By Modupe Gbadeyanka

A global technology company, Zoho, has introduced its proprietary large language model known as Zia LLM, trained specifically for business use cases, keeping privacy and governance at its core, which has resulted in lowering the inference cost, passing on that value to the customers, while also ensuring that they are able to utilise AI productively and efficiently.

In a statement, the company also announced the launched of a no-code agent builder, Zia Agent Studio, over 25 deployable Zia agents, and a Model Context Protocol (MCP) server to open up its vast library of actions to third-party agents.

The Country Head for Zoho Nigeria, Mr Kehinde Ogundare, noted that these products demonstrate the organisation’s longstanding aim to build foundational technology focused on protection of customer data, breadth and depth of capabilities because of the business context, and value.

Zia LLM leveraged NVIDIA’s AI accelerated computing platform. It comprises three models with 1.3 billion, 2.6 billion and 7 billion parameters, each separately trained and optimised for contextual applicability that benchmark competitively against comparable open source models in the market.

The three models allow Zoho to always optimise the right model for the right user context, striking the balance between power and resource management. In the short term, Zoho will scale Zia LLM’s model sizes, starting with the first set of parameter increases by the end of 2025.

While Zoho supports many LLM integrations for users, including ChatGPT, Llama, and DeepSeek, Zia LLM continues its commitment to data privacy by allowing customers to keep their data on its servers, leveraging the latest AI capabilities without sending their data to AI cloud providers.

As for the Zia Agent Studio, Zoho has simplified it to be fully prompt-based (with the option to use low-code) and includes ready-made access to over 700 actions across its products.

Agents built by users can be deployed autonomously, triggered by button click, with rule-based automation, or even summoned within customer conversations.

**Problems to solve**.
• A. Summarize the Zoho article in two sentences.
• B. According to the Zoho article, how many actions across Zoho's products does Zia Agent Studio give ready-made access to?

Stored data entries:

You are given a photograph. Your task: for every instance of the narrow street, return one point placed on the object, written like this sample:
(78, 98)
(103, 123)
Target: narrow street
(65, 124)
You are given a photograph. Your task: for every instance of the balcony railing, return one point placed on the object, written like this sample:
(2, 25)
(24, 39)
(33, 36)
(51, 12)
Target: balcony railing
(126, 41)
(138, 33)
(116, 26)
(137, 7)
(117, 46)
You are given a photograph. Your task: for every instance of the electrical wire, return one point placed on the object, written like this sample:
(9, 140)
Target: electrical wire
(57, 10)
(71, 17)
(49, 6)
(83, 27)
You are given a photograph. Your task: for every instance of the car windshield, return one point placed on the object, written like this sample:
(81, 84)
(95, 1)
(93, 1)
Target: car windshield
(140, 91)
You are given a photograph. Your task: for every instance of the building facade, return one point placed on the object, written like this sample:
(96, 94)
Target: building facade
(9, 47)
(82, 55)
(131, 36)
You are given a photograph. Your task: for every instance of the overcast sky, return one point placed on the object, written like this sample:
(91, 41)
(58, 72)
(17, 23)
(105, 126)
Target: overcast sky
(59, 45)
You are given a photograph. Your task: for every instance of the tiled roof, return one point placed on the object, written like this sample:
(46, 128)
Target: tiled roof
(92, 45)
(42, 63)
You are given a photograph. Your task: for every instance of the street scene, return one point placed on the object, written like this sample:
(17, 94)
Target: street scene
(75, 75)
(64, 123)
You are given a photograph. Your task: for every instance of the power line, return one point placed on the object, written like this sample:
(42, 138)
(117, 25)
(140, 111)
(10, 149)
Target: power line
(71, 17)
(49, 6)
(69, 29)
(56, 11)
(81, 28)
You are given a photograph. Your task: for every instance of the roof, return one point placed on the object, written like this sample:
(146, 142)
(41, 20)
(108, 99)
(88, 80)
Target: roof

**Results of the exercise**.
• A. Zoho has introduced Zia LLM, a proprietary large language model trained for business use cases with privacy and governance at its core, built on NVIDIA's AI accelerated computing platform and made up of three models with 1.3 billion, 2.6 billion and 7 billion parameters. The company also announced Zia Agent Studio, a no-code agent builder with ready-made access to over 700 actions, along with over 25 deployable Zia agents and a Model Context Protocol (MCP) server that opens its library of actions to third-party agents.

• B. Over 700 actions.